Exercise goal :: How many lines of the items below contain the word "bracket"? Reply with the number alone.

::::

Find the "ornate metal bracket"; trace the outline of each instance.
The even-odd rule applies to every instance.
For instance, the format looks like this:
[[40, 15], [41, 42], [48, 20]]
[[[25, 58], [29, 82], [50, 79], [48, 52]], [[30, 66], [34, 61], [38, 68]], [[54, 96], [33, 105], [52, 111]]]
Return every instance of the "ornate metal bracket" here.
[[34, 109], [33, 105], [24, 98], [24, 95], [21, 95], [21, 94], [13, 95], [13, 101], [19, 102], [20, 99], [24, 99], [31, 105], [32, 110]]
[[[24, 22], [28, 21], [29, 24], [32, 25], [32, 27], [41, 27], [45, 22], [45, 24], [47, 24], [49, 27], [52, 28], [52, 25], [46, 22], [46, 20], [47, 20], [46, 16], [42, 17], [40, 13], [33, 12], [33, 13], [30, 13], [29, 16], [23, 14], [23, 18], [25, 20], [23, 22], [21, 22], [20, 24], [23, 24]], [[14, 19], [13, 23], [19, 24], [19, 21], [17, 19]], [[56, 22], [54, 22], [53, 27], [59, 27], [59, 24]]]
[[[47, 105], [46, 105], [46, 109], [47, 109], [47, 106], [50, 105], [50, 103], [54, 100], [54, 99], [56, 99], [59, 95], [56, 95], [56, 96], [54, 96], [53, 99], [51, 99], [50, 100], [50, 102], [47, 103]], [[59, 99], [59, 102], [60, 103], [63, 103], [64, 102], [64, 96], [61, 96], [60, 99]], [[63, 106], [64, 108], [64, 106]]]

::::

Exercise solution :: 2